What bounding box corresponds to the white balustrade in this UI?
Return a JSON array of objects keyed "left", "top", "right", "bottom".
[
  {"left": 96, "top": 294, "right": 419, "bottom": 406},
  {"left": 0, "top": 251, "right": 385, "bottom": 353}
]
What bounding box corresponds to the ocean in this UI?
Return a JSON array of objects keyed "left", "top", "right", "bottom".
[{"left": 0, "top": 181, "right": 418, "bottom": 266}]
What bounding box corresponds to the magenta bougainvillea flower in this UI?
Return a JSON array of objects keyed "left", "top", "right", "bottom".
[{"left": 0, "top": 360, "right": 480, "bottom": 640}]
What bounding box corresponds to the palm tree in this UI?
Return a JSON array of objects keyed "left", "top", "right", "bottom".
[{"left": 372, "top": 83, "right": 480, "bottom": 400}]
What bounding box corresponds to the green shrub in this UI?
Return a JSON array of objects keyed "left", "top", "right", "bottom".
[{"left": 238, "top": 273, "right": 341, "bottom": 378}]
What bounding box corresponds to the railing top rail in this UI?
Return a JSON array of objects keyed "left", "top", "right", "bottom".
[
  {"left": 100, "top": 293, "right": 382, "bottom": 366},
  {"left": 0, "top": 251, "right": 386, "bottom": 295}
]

○ ○ ○

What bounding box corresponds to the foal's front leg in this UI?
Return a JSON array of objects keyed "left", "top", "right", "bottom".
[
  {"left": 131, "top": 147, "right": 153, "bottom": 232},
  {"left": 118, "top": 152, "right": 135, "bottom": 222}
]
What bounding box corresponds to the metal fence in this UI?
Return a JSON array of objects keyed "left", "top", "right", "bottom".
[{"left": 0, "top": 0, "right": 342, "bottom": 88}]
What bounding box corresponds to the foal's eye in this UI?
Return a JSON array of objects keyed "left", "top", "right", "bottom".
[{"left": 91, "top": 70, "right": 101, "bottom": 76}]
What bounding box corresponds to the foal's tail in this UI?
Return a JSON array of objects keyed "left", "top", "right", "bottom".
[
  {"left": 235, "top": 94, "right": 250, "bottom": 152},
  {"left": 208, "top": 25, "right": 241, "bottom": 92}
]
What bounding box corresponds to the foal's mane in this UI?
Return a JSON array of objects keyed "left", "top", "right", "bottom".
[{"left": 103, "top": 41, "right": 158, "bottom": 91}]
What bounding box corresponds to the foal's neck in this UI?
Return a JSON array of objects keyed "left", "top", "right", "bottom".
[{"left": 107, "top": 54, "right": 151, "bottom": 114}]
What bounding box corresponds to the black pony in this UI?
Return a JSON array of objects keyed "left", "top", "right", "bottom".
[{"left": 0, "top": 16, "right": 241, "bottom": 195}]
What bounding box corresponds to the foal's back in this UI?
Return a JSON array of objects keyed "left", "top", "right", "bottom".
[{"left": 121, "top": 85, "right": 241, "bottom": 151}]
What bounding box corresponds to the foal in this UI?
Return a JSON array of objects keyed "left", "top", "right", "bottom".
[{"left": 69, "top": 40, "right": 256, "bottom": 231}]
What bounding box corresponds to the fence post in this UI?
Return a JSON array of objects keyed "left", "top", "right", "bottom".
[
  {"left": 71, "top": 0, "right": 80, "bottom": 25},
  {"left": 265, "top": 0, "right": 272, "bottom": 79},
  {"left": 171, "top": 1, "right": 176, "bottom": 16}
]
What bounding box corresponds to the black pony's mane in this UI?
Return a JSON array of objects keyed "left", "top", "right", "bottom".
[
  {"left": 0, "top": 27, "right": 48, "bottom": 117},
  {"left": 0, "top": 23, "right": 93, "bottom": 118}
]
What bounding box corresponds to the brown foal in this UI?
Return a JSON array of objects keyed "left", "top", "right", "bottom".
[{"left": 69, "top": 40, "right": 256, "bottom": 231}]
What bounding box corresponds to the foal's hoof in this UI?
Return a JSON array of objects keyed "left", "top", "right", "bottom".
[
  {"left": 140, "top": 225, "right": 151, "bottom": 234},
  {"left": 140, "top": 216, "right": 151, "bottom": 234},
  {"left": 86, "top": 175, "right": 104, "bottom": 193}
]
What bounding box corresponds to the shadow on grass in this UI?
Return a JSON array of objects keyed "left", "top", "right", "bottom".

○ ○ ○

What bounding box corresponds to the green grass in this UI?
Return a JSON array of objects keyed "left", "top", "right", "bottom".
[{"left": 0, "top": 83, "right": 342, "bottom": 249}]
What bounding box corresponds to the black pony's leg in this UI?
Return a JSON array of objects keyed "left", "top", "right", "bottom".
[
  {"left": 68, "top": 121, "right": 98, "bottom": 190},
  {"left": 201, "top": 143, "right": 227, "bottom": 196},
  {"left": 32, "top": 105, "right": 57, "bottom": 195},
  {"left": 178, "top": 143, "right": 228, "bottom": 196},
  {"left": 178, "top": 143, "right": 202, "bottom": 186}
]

○ ○ ○

## Task instructions
Pick out every line of the listing above that contains the word "grass", matching case exactly.

## Answer for the task
What bounding box corresponds to the shadow on grass in this UI?
What bounding box corresponds to the green grass in this UI?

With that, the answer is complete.